## 練習問題
大谷選手のホームランの飛距離を計算で求める解説文を、末尾の文のあとから書き継ぎなさい。

## 本文抜粋

----------------

とても答えが気になる問題だったが、放送では前提条件が一瞬で消えてしまい、さらに解説も一切なし、ふーんくらいで終わってしまった。どういう計算方法で飛距離が求められるのか気になった方も多いのではないだろうか?そんな方のための易しい解説です。どうぞ!

まずは計算の見通し

計算を始める前にざっくりゴールを思い描いてみよう。

バットで打ったボールは放物線を描いてホームランとなる。物体が放物線を描いて飛んだときの飛距離の求め方は高校物理で習った。(たしか1年生で習ったような。)下記を見て高一物理を思い出してみよう。斜方投射における物体の飛距離は初速v0と角度θが決まれば一意に定まる。角度θは前提条件で定義されているので、どうやら下図でいうボールの初速v0を求めればOKそうだということが見通しとして立てられる。

斜方投射

後はどうやって初速v0を求めるかどうかだ。

消えた前提条件

前提条件

上記が番組内で一瞬だけ映り、忽然と姿を消してしまった計算の前提条件。ボールがバットに接する時間大谷がボールに加えた力が定義されていることから力積や運動量を使ってボールの初速v0を求めるんだろうなという方向性が感じとれる。文章を見ていても解けなさそうなので、下記のように簡単なモデルで表してみよう。

頑張って作った図

だいぶ状況を整理することができた。ここまで状況を整理できればあとは何とか計算できそう。これも高校で習った力積と運動量の関係を思い出しながら解いてみよう。

解答

まずは解答例を下記に示す。

頑張って書いた式

これをテレビの前というプレッシャー、決勝までの疲労感、制限時間の中でこの細かい計算はかなりしんどいと思われる。計算式を立てることに関してはとんでもなく難易度が高いわけではないが、計算ミスせずに正確な解答を出すのは至難だったと思う。

----------------

## データ一覧

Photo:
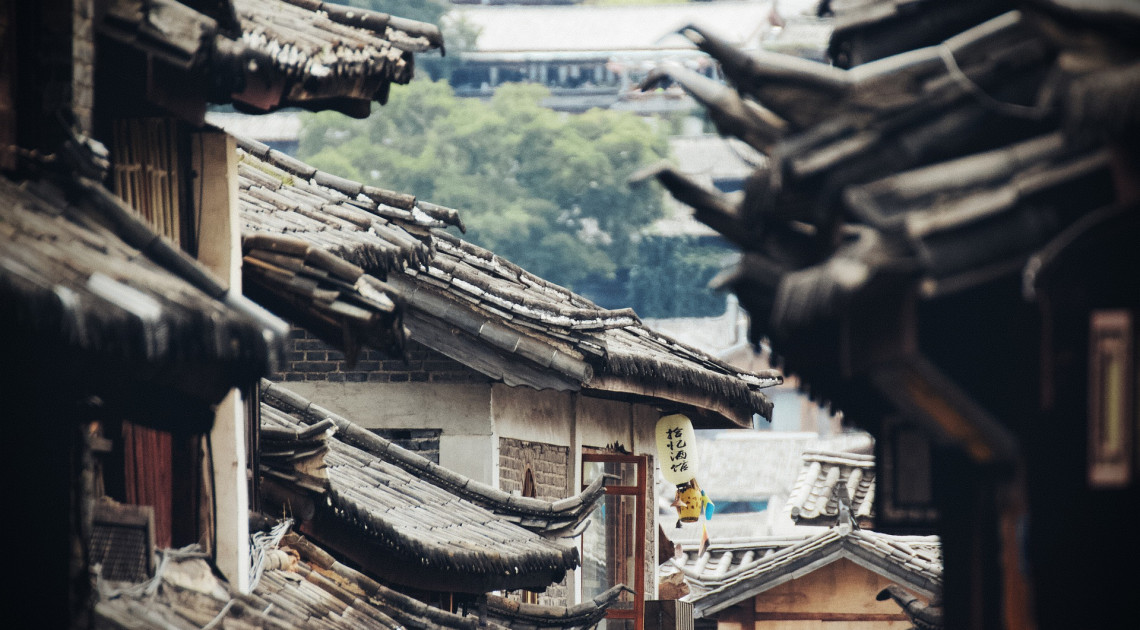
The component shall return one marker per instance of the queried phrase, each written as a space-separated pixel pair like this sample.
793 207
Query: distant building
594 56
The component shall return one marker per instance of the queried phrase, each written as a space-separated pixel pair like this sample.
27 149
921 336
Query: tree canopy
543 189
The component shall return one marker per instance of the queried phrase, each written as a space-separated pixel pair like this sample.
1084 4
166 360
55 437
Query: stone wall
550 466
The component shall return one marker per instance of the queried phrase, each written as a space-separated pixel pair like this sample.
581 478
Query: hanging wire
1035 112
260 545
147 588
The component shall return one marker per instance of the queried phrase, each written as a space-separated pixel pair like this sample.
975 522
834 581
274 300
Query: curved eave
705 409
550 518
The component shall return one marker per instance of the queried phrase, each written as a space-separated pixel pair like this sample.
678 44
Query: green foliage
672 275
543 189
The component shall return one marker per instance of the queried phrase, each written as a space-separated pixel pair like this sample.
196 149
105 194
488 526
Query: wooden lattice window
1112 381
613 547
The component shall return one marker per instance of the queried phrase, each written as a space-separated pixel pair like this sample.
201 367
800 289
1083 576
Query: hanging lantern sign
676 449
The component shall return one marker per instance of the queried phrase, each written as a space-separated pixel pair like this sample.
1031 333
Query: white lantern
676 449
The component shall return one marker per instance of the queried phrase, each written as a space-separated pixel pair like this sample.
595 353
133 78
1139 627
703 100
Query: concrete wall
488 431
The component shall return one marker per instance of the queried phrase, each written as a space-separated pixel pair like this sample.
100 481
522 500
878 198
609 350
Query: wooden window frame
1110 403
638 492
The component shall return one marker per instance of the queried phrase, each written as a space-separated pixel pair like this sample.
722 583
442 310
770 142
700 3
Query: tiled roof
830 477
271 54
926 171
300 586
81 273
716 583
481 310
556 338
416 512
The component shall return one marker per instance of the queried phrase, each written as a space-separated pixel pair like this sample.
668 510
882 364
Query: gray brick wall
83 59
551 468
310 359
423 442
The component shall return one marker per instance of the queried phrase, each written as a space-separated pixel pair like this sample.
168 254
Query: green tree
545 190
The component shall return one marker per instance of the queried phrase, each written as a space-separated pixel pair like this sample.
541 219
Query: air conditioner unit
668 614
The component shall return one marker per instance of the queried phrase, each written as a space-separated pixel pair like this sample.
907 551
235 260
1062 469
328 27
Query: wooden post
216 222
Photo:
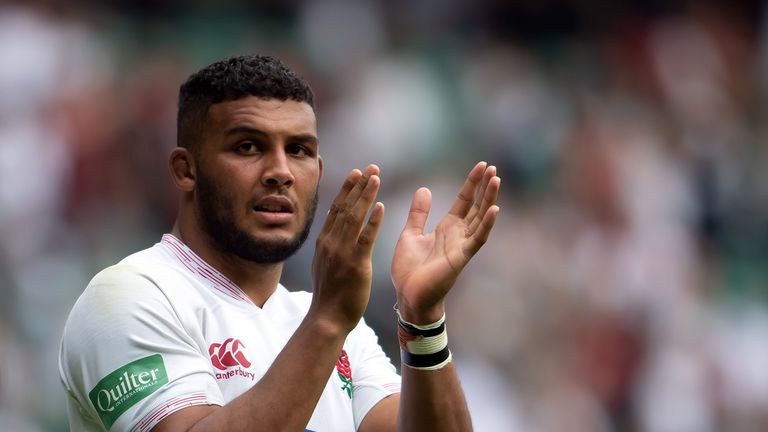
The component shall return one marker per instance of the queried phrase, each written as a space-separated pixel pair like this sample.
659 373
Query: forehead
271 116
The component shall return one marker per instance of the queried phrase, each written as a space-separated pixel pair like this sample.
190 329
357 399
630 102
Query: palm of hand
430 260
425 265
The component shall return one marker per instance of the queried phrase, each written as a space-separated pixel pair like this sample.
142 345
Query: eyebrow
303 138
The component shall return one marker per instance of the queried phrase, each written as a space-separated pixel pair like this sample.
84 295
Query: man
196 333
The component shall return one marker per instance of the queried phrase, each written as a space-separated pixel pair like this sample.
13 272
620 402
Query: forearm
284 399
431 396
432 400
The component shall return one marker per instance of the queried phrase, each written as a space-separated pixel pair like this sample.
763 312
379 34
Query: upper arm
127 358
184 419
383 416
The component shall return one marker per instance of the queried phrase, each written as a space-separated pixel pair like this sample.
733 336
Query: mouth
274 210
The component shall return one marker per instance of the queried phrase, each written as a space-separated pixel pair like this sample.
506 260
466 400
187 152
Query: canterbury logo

----------------

## 解答例
補足

ボールの水平移動距離Lと初速v0、仰角θの以下の関係式がやや唐突だったと思うので補足したい。

ボールの水平移動距離

まず斜方投射の運動について下記図を参考にしていただきたい。考え方の基本は水平方向の運動と鉛直方向の運動を分解して考えること。下図のように水平方向の運動は等速直線運動、鉛直方向の運動は鉛直投げ上げの運動となる。ここで求めたいのは水平方向の移動距離Lなので等速直線運動に基づいて、L=v₀·cosθ×t···①でOK。つまり移動時間tが分かればLが求まることがわかる。移動時間tは鉛直投げ上げ運動から求めていく。

斜方投射のイメージ図

さて高校で習った鉛直投げ上げの公式を思い出してみよう。下の表懐かしいですね。鉛直投げ上げの公式は一番右です。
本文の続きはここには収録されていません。